_The exercise_. Could you write out the material below again, switching every "Found at" to "Located at" and keeping everything else the same?

_Records to process_.
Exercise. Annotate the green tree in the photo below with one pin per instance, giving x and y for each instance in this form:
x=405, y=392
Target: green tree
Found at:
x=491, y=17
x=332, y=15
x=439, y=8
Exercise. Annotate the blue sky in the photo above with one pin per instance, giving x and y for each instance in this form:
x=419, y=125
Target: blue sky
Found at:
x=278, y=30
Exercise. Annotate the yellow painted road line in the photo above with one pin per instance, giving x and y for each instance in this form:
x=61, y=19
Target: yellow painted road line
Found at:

_Task result_.
Exercise. Annotate the green tree in the photo below with one pin per instance, giving x and y for each instance in this form:
x=405, y=392
Target: green tree
Located at:
x=491, y=17
x=332, y=15
x=439, y=8
Exercise. Annotate the blue sky in the photo above with one pin per instance, giving x and y for each instance in this form:
x=419, y=125
Target: blue sky
Located at:
x=278, y=30
Exercise. Annotate the yellow painted road line in the photo above with one pin per instance, giving x and y for each instance in this form:
x=61, y=19
Target: yellow painted road line
Located at:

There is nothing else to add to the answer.